***** INPUT MATERIAL
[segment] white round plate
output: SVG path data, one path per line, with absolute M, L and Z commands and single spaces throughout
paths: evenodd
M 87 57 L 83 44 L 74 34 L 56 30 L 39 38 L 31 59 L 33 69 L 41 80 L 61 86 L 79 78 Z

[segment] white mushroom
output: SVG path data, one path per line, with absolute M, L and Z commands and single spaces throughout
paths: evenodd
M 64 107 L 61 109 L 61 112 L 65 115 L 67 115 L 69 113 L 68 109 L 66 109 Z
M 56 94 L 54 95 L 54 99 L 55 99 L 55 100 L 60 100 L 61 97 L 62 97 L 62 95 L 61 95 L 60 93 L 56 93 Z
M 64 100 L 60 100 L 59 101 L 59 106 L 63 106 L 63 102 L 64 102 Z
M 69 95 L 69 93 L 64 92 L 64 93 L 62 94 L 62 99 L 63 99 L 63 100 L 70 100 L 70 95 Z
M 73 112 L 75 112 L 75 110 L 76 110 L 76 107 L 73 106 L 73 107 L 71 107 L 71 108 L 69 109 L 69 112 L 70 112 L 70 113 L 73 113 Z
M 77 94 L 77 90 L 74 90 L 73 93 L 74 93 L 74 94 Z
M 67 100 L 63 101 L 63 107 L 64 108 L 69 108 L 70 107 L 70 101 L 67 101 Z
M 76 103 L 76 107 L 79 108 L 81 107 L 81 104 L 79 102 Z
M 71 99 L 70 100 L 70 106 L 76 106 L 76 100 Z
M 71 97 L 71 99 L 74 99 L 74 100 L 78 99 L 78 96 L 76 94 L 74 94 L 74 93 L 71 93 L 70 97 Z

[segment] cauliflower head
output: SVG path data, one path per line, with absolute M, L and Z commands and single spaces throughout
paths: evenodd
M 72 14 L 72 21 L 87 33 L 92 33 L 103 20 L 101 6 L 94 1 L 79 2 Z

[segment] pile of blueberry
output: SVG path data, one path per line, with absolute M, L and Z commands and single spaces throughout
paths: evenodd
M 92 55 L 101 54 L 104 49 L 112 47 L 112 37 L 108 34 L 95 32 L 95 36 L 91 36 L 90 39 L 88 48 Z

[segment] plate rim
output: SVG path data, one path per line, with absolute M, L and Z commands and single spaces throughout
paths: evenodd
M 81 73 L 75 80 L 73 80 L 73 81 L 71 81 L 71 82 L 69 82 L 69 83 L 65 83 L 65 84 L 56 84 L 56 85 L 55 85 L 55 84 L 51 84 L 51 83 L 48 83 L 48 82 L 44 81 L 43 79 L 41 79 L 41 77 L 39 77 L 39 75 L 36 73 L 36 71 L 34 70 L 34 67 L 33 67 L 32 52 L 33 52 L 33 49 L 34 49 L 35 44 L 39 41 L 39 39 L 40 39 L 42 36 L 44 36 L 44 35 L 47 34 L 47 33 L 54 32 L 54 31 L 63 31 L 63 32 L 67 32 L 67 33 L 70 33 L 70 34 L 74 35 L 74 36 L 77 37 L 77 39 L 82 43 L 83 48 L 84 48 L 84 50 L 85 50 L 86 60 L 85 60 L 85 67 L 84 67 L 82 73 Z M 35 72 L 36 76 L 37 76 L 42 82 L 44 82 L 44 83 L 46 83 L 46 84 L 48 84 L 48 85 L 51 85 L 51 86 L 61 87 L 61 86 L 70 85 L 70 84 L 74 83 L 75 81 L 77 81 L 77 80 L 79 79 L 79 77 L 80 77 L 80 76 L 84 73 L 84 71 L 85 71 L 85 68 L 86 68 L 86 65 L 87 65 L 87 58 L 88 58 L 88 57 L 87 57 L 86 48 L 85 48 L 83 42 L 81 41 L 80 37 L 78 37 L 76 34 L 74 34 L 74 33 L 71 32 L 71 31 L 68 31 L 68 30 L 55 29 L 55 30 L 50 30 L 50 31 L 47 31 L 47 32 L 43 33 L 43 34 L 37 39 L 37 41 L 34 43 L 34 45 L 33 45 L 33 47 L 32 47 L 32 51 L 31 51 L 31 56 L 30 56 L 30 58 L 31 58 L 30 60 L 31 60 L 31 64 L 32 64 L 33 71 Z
**********
## TASK PROMPT
Reproduce every line between the line holding "[segment] cauliflower head" and the line holding "M 92 55 L 101", inclusive, with all lines in that range copied and only the coordinates in the path data changed. Multiply each coordinate by 0.85 and round to a whole number, rounding halves up.

## SOLUTION
[segment] cauliflower head
output: SVG path data, one path per line, with absolute M, L and Z commands and single spaces throughout
paths: evenodd
M 61 12 L 61 18 L 74 28 L 78 28 L 88 17 L 86 5 L 80 1 L 67 2 Z

[segment] pile of blueberry
output: SVG path data, one path per line, with absolute M, L and Z commands and single spaces throughout
paths: evenodd
M 78 47 L 86 46 L 88 42 L 95 40 L 95 31 L 92 29 L 81 27 L 81 31 L 77 31 L 77 33 L 75 41 Z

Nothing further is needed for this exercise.